▶ [Exercise]:
Extract the full set of records, then give each one again exactly.

▶ [Source information]:
╭──
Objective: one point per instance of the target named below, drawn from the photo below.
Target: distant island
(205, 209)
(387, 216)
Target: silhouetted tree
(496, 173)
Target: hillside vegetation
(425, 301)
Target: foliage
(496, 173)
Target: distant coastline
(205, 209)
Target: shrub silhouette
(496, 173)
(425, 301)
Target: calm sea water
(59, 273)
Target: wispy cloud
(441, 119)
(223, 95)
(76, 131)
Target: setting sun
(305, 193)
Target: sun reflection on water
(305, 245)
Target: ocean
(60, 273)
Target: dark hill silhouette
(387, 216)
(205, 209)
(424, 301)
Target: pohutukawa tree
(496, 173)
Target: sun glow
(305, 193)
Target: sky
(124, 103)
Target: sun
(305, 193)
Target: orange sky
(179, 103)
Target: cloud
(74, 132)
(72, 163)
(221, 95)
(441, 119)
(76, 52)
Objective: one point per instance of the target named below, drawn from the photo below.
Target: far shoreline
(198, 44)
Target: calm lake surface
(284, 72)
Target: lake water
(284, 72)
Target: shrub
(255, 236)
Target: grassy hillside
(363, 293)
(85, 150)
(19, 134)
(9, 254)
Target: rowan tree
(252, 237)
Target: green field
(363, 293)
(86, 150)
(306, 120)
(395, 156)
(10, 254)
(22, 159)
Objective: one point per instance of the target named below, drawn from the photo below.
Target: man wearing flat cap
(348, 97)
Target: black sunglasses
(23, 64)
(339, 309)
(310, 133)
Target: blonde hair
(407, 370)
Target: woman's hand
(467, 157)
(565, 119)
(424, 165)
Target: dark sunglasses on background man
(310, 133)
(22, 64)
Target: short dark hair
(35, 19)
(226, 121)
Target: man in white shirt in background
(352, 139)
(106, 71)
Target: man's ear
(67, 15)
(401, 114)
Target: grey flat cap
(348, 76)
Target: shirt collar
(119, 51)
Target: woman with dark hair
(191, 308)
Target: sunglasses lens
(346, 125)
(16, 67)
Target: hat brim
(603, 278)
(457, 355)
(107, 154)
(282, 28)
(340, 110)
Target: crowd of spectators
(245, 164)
╰──
▶ [Task solution]:
Objective: one point per instance of the target named below, drawn from the photo below.
Target: distant island
(205, 209)
(387, 216)
Target: silhouetted tree
(496, 173)
Target: hillside vegetation
(425, 301)
Target: foliage
(496, 173)
Target: distant coastline
(205, 209)
Target: shrub silhouette
(496, 173)
(425, 301)
Target: calm sea water
(59, 273)
Target: wispy cloud
(441, 119)
(223, 95)
(76, 131)
Target: setting sun
(305, 193)
Target: sun reflection on water
(305, 245)
Target: ocean
(60, 273)
Target: dark hill silhouette
(387, 216)
(205, 209)
(424, 301)
Target: pohutukawa tree
(496, 173)
Target: sun glow
(305, 193)
Target: sky
(124, 103)
Target: sun
(305, 193)
Target: orange sky
(179, 103)
Target: cloud
(74, 132)
(72, 163)
(221, 95)
(441, 119)
(76, 52)
Objective: one point per instance of the target named below, drawn from the photo below.
Target: far shoreline
(198, 44)
Target: calm lake surface
(284, 72)
Target: lake water
(284, 72)
Target: shrub
(255, 236)
Target: grassy hillside
(363, 293)
(85, 150)
(19, 134)
(9, 254)
Target: rowan tree
(252, 237)
Target: green field
(363, 293)
(86, 150)
(306, 120)
(395, 156)
(10, 254)
(22, 159)
Objective: one point per instance of the target named below, drawn from the photo below.
Target: man wearing flat cap
(348, 97)
Target: black sunglasses
(23, 64)
(339, 309)
(310, 133)
Target: blonde hair
(407, 370)
Target: woman's hand
(467, 157)
(565, 119)
(424, 165)
Target: dark sunglasses on background man
(310, 133)
(22, 64)
Target: short dark hair
(35, 19)
(226, 121)
Target: man in white shirt in background
(352, 139)
(106, 71)
Target: man's ear
(67, 15)
(401, 114)
Target: grey flat cap
(348, 76)
Target: shirt collar
(119, 51)
Target: woman with dark hair
(191, 308)
Target: sunglasses lens
(346, 125)
(16, 67)
Target: hat brim
(603, 278)
(457, 355)
(107, 154)
(282, 28)
(340, 110)
Target: crowd of spectators
(245, 164)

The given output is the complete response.